◆ **Given text**:
============================================================

#2476 systemd-resolved by default should be deferred to a future release
Closed: Rejected 3 years ago by churchyard. Opened 3 years ago by simo.

As the recent heated discussion on fedora-devel showed there is still a long way to go for systemd-resolved to be a compliant resolver tha can be used by default by applications on a Linux system.

Multiple reports of issues have surfaced, on desktop and even more importantly in servers.

The switch to systemd-resolved breaks important uses cases for servers by not returning standard compliant answer to clients using the DNS protocol.

Compliance with standards is a very basic requirement for any default system-wide resolver to have, systemd-resolved does not meet this requirement yet, so it should not be forced as the default resolver on Fedora until this basic requirement is met.


As the person who started this discussion on the fedora list, I agree with Simo.

The current method actively breaks servers.
The current method breaks RFC standards.
The current method decreases DNS security.
The current method has unknown and unexpected side effects, due to returning non-DNS entries such as /etc/hosts or LLMNR via port 53

The software and its authors seem unaware of the standardization efforts happening right now related to these type of DNS problems (and upcoming problems related to DNS-over-TLS and DNS-over-HTTPS) at the IETF across multiple vendors. It would be better to synchronize these efforts as interoperability and compatibility are key here.

The discussion on fedora-devel is heated, but it's not uncovering anything particularly new. If anything, it's showing that we need better docs and better explanations. Some specific use cases are not covered, in particular the case of "dnssec aware server". But I think it's totally fair to assume that this case is relevant to 0.01% of users out there (after all, you have to run the latest Fedora, on a server, in an environment where DNSSEC actually works). The issue can be worked-around by symlinking /etc/resolv.conf differently. This is a simple work-around and good enough until https://bugzilla.redhat.com/show_bug.cgi?id=1879028 is resolved.

The current method actively breaks servers.
The current method breaks RFC standards.

It "breaks" some niche cases, while fixing many other things. Workarounds exists for the negatively impacted cases. The RFCs disagree in some areas, or simply don't apply to the mixed case of local and remote resolution, and resolved in general is trying to do stuff that makes sense.

The current method has unknown and unexpected side effects, due to returning non-DNS entries such as /etc/hosts or LLMNR via port 53

It's not trying to implement a generic DNS server. It only provides a stub listener on localhost, i.e. only accessible to local clients, so that programs which don't use nss get similar resolution. This is probably better than the alternative of having inconsistent resolution in different programs. But even that can be turned off (either by disabling the stub listener, or by making /etc/resolv.conf point to remote servers, or by disabling LLMNR and mDNS in resolved).

Metadata Update from @ngompa:
- Issue tagged with: meeting

3 years ago

Multiple reports of issues have surfaced, on desktop

I haven't seen any strong arguments against using systemd-resolved on desktop. The status quo in F32 is really extremely broken in common cases, as discussed at length on the mailing list, and it would be very disappointing to go backwards here.

============================================================

◆ **Given records**:
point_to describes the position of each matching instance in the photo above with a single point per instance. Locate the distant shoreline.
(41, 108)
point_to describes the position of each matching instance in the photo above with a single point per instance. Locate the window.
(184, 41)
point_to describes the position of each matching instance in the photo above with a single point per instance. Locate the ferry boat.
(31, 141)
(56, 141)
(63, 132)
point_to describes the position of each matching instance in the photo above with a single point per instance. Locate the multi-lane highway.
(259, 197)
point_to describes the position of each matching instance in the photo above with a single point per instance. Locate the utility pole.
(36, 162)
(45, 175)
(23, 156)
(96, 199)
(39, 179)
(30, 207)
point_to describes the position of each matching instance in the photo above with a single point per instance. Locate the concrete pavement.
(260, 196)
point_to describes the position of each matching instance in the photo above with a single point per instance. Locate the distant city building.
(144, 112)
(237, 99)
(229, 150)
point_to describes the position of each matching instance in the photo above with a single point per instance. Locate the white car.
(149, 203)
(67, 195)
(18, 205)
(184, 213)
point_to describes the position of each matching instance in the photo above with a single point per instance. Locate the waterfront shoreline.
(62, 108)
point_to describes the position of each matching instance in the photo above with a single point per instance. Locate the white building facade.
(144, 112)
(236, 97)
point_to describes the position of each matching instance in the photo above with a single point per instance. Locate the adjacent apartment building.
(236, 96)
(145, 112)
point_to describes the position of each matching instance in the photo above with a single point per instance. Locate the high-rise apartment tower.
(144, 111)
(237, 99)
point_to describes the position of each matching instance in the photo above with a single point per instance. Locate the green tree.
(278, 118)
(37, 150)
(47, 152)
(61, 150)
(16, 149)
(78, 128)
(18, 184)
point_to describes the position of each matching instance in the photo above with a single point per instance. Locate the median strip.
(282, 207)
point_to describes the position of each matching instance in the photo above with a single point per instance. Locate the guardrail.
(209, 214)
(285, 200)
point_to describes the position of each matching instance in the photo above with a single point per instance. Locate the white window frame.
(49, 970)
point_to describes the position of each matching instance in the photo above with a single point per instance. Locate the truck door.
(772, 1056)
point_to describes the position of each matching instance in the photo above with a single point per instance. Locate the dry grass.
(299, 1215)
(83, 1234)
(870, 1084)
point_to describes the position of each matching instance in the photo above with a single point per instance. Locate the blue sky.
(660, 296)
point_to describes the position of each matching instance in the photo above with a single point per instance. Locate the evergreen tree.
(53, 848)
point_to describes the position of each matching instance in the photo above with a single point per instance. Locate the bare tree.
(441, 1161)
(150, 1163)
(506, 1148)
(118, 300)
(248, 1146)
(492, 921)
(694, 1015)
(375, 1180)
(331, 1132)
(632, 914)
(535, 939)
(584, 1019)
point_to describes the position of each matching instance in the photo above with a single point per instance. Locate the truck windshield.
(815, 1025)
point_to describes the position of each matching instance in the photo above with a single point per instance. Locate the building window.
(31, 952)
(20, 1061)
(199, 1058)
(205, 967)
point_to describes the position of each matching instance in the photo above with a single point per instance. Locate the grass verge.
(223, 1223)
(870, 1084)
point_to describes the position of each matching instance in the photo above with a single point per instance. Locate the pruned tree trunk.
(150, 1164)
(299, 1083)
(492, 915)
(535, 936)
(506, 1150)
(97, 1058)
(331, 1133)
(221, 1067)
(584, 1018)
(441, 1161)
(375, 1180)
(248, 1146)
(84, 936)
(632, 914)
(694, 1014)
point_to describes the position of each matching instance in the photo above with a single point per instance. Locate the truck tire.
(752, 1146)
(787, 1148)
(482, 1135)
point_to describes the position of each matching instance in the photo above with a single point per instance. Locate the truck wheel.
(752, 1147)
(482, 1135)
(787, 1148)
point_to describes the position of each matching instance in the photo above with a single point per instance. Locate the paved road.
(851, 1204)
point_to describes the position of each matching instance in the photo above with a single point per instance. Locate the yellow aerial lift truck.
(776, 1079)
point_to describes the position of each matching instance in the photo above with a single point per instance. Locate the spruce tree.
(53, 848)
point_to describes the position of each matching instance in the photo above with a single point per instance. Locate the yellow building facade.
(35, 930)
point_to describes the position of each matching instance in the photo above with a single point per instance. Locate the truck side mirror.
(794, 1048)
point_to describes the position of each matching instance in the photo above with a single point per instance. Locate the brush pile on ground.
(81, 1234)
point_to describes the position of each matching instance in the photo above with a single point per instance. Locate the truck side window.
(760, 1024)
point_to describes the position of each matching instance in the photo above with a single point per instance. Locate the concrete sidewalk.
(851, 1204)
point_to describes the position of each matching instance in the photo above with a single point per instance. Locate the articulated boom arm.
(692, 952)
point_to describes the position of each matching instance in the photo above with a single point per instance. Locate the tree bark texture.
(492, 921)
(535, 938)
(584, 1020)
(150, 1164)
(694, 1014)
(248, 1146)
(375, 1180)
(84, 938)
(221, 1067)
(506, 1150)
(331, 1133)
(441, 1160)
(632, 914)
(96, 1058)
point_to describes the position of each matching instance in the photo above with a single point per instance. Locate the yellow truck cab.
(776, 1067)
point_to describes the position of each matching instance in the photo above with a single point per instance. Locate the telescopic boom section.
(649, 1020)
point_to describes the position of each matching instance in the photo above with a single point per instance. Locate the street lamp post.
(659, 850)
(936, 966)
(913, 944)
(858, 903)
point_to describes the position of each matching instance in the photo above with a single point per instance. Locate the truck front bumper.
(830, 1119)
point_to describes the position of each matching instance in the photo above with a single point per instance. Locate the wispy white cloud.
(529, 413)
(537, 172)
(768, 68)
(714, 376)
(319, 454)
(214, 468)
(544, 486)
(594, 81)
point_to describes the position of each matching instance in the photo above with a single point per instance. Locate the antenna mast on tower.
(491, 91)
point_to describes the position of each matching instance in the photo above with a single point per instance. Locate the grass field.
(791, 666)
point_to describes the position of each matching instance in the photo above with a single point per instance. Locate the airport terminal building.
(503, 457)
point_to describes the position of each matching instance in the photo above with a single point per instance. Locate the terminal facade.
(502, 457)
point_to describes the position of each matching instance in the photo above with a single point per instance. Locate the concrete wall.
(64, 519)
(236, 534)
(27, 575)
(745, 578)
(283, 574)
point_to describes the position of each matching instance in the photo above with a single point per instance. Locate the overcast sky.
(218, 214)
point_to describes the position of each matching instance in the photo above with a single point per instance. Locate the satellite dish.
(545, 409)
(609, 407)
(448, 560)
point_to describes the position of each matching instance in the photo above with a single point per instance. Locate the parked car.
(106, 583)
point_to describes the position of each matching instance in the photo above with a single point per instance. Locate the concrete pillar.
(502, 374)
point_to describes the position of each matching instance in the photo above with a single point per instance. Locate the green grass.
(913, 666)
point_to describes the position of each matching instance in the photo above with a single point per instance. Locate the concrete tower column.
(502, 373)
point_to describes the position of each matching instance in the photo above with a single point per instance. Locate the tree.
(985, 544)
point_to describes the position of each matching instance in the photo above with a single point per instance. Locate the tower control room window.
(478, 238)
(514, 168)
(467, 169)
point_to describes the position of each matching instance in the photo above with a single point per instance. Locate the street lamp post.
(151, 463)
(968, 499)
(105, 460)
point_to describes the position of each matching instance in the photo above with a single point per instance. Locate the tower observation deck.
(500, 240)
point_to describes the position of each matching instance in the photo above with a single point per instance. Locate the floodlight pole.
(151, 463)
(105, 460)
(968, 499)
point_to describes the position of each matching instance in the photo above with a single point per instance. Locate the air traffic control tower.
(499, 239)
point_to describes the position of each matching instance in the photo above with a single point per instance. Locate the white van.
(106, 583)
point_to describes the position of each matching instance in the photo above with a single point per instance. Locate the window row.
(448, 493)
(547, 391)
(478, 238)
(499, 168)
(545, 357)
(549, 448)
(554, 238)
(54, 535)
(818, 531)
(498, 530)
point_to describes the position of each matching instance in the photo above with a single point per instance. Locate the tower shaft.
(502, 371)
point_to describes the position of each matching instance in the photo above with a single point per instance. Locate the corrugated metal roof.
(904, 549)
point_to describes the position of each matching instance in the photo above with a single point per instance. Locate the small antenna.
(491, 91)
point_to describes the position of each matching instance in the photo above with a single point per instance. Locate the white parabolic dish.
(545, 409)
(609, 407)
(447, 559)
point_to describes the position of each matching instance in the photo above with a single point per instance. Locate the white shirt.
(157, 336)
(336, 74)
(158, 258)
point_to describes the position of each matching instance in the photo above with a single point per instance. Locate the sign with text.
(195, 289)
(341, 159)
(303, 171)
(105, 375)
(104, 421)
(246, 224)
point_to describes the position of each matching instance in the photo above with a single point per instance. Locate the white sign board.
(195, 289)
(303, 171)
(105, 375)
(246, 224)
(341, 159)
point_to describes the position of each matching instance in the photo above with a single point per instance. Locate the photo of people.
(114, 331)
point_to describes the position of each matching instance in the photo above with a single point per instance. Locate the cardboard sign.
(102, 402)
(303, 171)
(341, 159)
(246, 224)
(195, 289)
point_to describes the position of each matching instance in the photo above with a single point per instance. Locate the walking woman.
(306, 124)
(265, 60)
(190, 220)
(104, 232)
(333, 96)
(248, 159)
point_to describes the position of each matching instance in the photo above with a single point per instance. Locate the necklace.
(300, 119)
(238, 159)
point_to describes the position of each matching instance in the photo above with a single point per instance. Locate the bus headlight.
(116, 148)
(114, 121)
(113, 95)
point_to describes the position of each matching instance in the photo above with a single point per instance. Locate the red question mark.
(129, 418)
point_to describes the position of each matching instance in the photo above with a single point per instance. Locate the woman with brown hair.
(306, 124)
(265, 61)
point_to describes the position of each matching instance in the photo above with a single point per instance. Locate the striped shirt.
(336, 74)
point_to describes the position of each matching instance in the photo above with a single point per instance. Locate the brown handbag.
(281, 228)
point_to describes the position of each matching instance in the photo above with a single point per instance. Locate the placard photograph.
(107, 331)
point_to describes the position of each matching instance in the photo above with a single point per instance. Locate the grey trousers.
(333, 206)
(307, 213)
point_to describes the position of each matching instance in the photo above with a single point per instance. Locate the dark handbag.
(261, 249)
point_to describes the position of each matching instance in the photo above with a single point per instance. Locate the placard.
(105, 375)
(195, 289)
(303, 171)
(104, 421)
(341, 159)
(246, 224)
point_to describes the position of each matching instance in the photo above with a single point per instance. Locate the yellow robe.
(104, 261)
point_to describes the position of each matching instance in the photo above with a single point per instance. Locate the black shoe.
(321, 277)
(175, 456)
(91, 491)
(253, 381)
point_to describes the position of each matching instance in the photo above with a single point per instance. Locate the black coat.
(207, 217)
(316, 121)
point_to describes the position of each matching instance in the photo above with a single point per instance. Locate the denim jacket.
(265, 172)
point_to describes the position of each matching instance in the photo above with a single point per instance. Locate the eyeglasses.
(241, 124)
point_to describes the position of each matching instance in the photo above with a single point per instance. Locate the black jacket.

============================================================

◆ **Complete the following**:
a) In the systemd-resolved thread, what work-around is offered for the case of a DNSSEC-aware server?
b) Write the next part of the systemd-resolved thread, picking up after its final sentence.

◆ **Task-by-task results**:
a) Symlinking /etc/resolv.conf differently.

b)
and even more importantly in servers.

The case against resolved on servers is stronger. The problem here seems to be that systemd-resolved is really totally broken with respect to DNSSEC (or, if we want to be charitable about it, certainly not working as standards require and certain applications expect). That doesn't necessarily mean that systemd-resolved is an inappropriate default for servers, but server administrators that need working DNSSEC are going to need to manually configure /etc/resolv.conf. I kinda think that's not a very big ask, though, especially since we are talking about server administrators who have to configure a lot of things, and since this is likely only relevant to a small minority of applications.

That said, systemd-resolved doesn't really solve any major problems on servers like it does on desktops, since servers don't need split DNS and usually have a simple static configuration. systemd-resolved does introduce shared systemwide DNS cache, which is nice. But I care much less about what we do for servers than for desktop, where the situation is really very seriously broken without systemd-resolved.

The current method actively breaks servers.

But this probably only affects a small minority of servers, yes? And it is very easy to avoid by simply editing /etc/resolv.conf to your liking.

The current method breaks RFC standards.

Other than DNSSEC (acknowledged above) and returning /etc/hosts, LLMNR, and mDNS (which is desirable)? What else?

The current method decreases DNS security.

Does it really? How so? If this is about DNSSEC, then I do not care, because it seems DNSSEC is only useful for DNS servers and certain other special cases. It has no impact on 99.9% of users. Right?

In fact, it seems clear that the opposite is true. I'm currently working on a change proposal to enable systemwide DNS over TLS in Fedora 34. Although this will only provide opportunistic encryption that will not protect against active attackers, and relies on support from the configured DNS server, it will at least be a nice privacy improvement to protect against passive network attackers. We cannot do this with nss-dns because the glibc maintainers understandably do not want nss-mdns linking to a TLS library. So this change helps us improve real-world DNS security.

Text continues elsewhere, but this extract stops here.